Working data:
▬▬▬

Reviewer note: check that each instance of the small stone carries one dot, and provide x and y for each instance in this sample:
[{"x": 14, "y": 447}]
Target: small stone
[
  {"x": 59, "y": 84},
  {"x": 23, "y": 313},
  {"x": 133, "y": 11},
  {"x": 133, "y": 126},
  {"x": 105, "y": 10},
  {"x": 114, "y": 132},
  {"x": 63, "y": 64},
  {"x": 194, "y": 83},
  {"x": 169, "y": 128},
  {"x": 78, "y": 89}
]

▬▬▬

Task requirements: Swap "small stone" for "pebble" everywhere it occurs in the lines above, and write the lines out again with nothing else altered.

Response to the task:
Reviewer note: check that each instance of the pebble carries one dot, and provide x and y for each instance in this sample:
[{"x": 14, "y": 447}]
Target: pebble
[
  {"x": 59, "y": 84},
  {"x": 23, "y": 313},
  {"x": 133, "y": 11},
  {"x": 133, "y": 126},
  {"x": 105, "y": 10},
  {"x": 114, "y": 132},
  {"x": 63, "y": 64},
  {"x": 194, "y": 83},
  {"x": 169, "y": 128},
  {"x": 78, "y": 89}
]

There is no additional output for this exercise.